*** Opening of The input ***

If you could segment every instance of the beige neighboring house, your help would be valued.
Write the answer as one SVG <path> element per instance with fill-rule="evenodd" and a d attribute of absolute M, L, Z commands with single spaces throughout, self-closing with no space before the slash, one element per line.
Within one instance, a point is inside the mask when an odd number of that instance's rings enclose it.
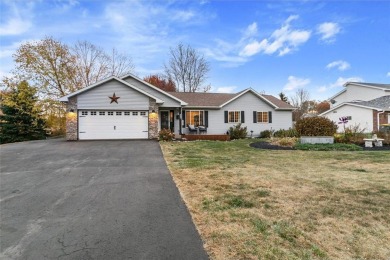
<path fill-rule="evenodd" d="M 330 109 L 320 116 L 336 123 L 347 117 L 346 127 L 358 125 L 365 132 L 375 132 L 380 125 L 390 124 L 390 84 L 347 82 L 328 101 Z"/>

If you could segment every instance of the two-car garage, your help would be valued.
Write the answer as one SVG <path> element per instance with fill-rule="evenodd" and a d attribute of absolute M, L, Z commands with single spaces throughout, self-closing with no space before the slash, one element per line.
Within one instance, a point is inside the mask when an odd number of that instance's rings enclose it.
<path fill-rule="evenodd" d="M 147 139 L 148 111 L 79 110 L 78 139 Z"/>

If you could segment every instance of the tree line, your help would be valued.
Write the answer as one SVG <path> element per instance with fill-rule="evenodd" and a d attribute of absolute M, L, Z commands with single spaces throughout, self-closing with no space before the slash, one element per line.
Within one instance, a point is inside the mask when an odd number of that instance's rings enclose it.
<path fill-rule="evenodd" d="M 164 64 L 164 73 L 149 75 L 144 80 L 165 91 L 210 89 L 210 86 L 202 86 L 210 70 L 203 55 L 190 45 L 183 44 L 171 48 L 170 55 L 169 61 Z M 110 76 L 121 77 L 135 70 L 131 56 L 115 48 L 106 52 L 88 41 L 78 41 L 70 46 L 53 37 L 21 44 L 13 59 L 15 68 L 12 76 L 1 80 L 2 143 L 30 140 L 26 137 L 28 134 L 20 132 L 26 129 L 10 132 L 10 129 L 21 128 L 24 124 L 17 123 L 19 116 L 25 117 L 27 111 L 20 102 L 27 102 L 29 107 L 34 108 L 30 110 L 29 120 L 39 119 L 37 125 L 42 133 L 50 129 L 52 134 L 61 135 L 65 133 L 65 107 L 58 101 L 60 97 Z M 25 100 L 16 102 L 16 96 L 23 96 Z M 31 133 L 31 138 L 37 139 L 38 135 Z"/>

*** Close of The input ***

Output all entries unchanged; skip the pictures.

Task response —
If you could segment every instance of the beige neighboring house, your help would be valued.
Write the answer as one SVG <path> element per instance with fill-rule="evenodd" and a d attribute of absolute M, L, Z commands with single spaces throughout, self-closing with no space before the slash, one element per line.
Within one instance, a point is inside the mask when an odd number of that instance's rings enclose it.
<path fill-rule="evenodd" d="M 330 109 L 320 116 L 336 123 L 347 117 L 346 127 L 358 125 L 365 132 L 375 132 L 380 125 L 390 124 L 390 84 L 347 82 L 328 101 Z"/>

If you could segment every instance of the two-car garage, your help would be valued.
Write the answer as one SVG <path> element per instance with fill-rule="evenodd" and a d attribute of absolute M, L, Z commands with single spaces throughout, self-closing with no space before the slash, one element per line.
Within one instance, a point is inside the mask when an odd number of that instance's rings enclose it.
<path fill-rule="evenodd" d="M 147 139 L 148 111 L 79 110 L 78 139 Z"/>

If you could segment every instance of the tree line, your help would be valued.
Write the answer as one SVG <path> element per instance with fill-rule="evenodd" and a d attribute of absolute M, L, Z commands with single spaces throughout, self-closing with no space before the slash, one element per line.
Within one instance, a point is inside the mask when an odd number of that instance's rings enclose it.
<path fill-rule="evenodd" d="M 164 64 L 164 73 L 149 75 L 144 80 L 165 91 L 210 89 L 210 86 L 202 86 L 210 70 L 203 55 L 190 45 L 183 44 L 171 48 L 170 55 L 169 61 Z M 110 76 L 121 77 L 135 70 L 131 56 L 115 48 L 106 52 L 88 41 L 78 41 L 70 46 L 53 37 L 21 44 L 13 59 L 15 68 L 12 76 L 1 80 L 2 143 L 30 140 L 26 137 L 28 134 L 20 132 L 26 129 L 10 132 L 10 129 L 21 128 L 24 124 L 17 123 L 19 116 L 25 117 L 27 111 L 20 102 L 27 102 L 29 107 L 34 108 L 30 110 L 29 120 L 39 119 L 37 125 L 42 133 L 50 129 L 52 134 L 61 135 L 65 133 L 65 107 L 58 101 L 60 97 Z M 25 100 L 16 102 L 16 96 L 23 96 Z M 31 133 L 31 138 L 37 139 L 38 135 Z"/>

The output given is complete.